Page extract:
This week I have new releases from TORRES, Dordeduh, and The Armed. Cool, right? It’s like all these bands want to keep making and releasing music, right? What a world we live in!
TORRES – Thirstier
(July 30, 2021)
Mackenzie Scott’s main influences are Broadway and Sylvia Plath. Melodrama all around! But while her approach to music is undoubtedly theatrical, the musician who performs under the name TORRES seems far from clinically depressed on her fifth album Thirstier. This stuff is uplifting and jubilant, calling up vivid images of Fountains of Wayne, the Lemonheads, and many other ’90s American power pop acts.
My TORRES experience is limited to her self-titled debut and her sophomore effort Splinter, but this one is markedly more upbeat and loaded to the brim with tasty hooks. Hooks so tasty, in fact, that it might even rival Japanese Breakfast’s Jubilee as the most legitimately positive pop album to come out in the post-(sorta)-pandemic era of 2021. “Hug from a Dinosaur” is the quintessential song here, displaying soaring synths and happy hand claps as she sings “What comprises all this joy I feel and where was it before?/Ancient and еternal and surreal as a hug from a dinosaur“. Even the closer “Keep the Devil Out” repeats the phrase “Everybody wants to go to heaven/But nobody wants to die to get there” but keeps it positive in the verses with lines like “I for one am gonna dig us out of here/I have got all the hope I need/To keep the devil out my ear“. And all this powerful music is complimented immaculately with Scott’s powerful voice, evoking PJ Harvey at her most passionate.

Problem set:
**A)** In the music review, what does it say are Mackenzie Scott's main influences?
**B)** Write the next part of the music review, picking up after its final sentence.

Dataset extract:

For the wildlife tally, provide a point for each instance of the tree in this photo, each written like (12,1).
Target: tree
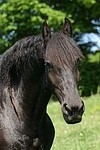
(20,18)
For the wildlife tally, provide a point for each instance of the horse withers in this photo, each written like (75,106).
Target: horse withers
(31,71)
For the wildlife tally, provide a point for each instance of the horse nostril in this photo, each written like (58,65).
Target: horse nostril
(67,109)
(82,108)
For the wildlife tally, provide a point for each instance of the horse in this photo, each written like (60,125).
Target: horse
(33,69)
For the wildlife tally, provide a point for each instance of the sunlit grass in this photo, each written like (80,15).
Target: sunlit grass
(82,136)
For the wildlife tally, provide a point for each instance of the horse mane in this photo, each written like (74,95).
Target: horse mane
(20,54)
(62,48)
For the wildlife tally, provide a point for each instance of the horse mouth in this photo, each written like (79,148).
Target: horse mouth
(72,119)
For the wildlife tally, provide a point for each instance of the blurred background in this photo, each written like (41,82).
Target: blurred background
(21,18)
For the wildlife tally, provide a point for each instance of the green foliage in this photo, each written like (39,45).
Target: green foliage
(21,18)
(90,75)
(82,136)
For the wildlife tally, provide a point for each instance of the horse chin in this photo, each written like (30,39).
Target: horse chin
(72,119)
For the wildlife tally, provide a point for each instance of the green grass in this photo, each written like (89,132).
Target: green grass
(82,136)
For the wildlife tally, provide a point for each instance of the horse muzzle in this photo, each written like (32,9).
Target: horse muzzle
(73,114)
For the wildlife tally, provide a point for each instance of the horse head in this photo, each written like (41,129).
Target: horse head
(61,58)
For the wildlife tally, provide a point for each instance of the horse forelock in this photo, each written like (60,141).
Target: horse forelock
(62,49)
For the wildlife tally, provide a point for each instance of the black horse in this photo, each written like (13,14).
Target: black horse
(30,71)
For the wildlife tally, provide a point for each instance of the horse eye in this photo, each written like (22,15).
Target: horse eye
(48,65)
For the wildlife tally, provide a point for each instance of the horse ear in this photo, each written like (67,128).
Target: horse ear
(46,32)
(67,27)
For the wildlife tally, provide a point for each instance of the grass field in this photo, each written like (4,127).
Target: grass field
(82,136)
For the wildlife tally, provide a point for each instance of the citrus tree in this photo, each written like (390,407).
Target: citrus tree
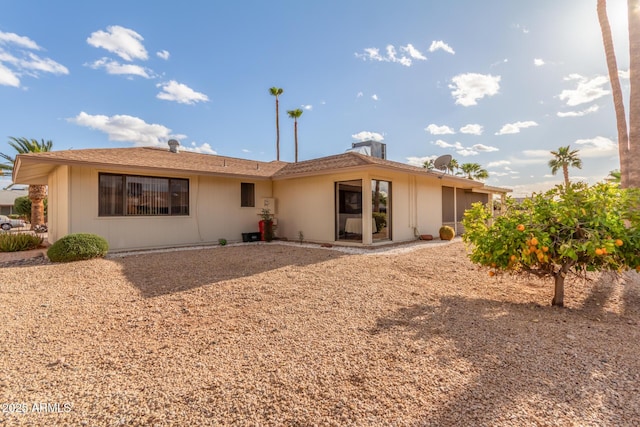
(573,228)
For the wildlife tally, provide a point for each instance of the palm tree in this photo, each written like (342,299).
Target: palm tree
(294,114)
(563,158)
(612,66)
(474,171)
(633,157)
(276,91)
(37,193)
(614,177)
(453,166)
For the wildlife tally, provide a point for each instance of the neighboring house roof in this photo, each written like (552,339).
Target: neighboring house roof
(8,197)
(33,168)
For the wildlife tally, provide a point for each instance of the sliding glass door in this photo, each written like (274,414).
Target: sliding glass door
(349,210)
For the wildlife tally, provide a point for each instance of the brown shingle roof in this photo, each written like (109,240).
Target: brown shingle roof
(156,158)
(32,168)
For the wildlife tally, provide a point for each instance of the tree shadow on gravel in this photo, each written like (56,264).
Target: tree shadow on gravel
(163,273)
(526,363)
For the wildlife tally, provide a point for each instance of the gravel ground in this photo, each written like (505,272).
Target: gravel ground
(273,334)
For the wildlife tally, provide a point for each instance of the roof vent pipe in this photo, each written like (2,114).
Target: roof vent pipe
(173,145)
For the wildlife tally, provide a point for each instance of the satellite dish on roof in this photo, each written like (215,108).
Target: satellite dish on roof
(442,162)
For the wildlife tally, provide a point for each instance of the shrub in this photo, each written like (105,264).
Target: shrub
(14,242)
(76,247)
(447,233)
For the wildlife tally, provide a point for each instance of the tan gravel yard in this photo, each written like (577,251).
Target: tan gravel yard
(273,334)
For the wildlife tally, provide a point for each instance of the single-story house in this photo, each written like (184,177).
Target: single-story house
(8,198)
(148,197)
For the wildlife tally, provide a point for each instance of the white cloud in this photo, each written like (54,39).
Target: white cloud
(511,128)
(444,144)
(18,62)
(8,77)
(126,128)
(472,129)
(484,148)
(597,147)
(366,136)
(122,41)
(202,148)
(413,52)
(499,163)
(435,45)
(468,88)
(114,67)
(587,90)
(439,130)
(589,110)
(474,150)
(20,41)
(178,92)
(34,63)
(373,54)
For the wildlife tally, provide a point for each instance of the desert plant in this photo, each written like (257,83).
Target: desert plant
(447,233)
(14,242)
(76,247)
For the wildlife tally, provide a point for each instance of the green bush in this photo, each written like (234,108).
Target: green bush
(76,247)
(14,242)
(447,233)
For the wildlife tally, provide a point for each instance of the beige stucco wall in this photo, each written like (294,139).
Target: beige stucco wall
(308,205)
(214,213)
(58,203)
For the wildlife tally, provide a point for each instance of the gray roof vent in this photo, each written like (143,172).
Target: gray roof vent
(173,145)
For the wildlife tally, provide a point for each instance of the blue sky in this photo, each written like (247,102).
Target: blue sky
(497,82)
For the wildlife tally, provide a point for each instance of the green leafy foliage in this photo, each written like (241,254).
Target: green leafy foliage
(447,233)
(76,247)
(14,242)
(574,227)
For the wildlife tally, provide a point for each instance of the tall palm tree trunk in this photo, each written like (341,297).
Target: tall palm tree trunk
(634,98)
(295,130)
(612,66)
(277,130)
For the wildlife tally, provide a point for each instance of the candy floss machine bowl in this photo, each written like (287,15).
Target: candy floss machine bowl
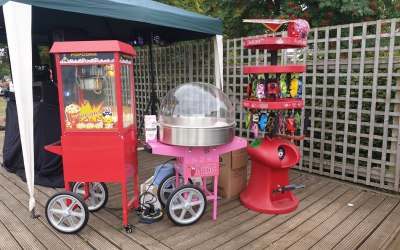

Per-task answers:
**A)** Broadway and Sylvia Plath.

**B)**
Mackenzie Scott had dropped her last album in early 2020, right before COVID hit. I don’t know WHAT happened to her during that time period, but I gotta get me some of that for myself.
Early Verdict:
Dordeduh – Har
(May 14, 2021)
Dordeduh comes from three Romanian words: “dor”, “de”, and “duh”. It means “longing for spirit”. Dor-De-Duh.
More importantly, this Romanian metal band was the result of a more well-known Romanian metal band splintering in 2009, Negură Bunget. At the time, two of the three members broke off from the black metal project and formed Dordeduh. Har is their second studio album since 2012. It’s pretty good.
People familiar with Negură Bunget will recognize a lot of the same stuff: harsh, throaty, desperate growls, occasionally folky rhythms, long and sprawling suites, and bongo-type drumming. Unlike Negură Bunget, Dordeduh presents itself as more of a progressive post-metal project that aims to display the prettier side of black metal (oxymoron notwithstanding). I am reminded heavily of established atmospheric and spacious progressive post-metal acts such as Rosetta, the Ocean, Callisto, or Isis with even more attention paid to complexity in song structure and an almost through-composed approach akin to, like, a classical symphony or something.
Usually with albums like this I’m prepared to be completely bored out of my skull, but I’m pretty impressed with how dynamic this album is and how different it seems with each listen. My literal only complaint is that feels LOOOONG, god does it feel long. But, hey, in the right mood you can really lose yourself in this. Have fun!
Early Verdict:
The Armed – ULTRAPOP
(April 16, 2021)
The anonymous noisecore outfit from Detroit continues to mystify fans and critics alike. ULTRAPOP is a swirling mess of hyperactive, glossy metallic hardcore and chaotic yelling. Never a dull moment!
The unknown collective adds at least 13 guest musicians to their roster for their fourth album, and all of them spend 39 minutes punishing their poor instruments into a mangled heap. While the drums get a thrashing and the guitars belt out high-pitched and distorted, melodic riffage, everything is constantly awash in neon DayGlo synthesizers.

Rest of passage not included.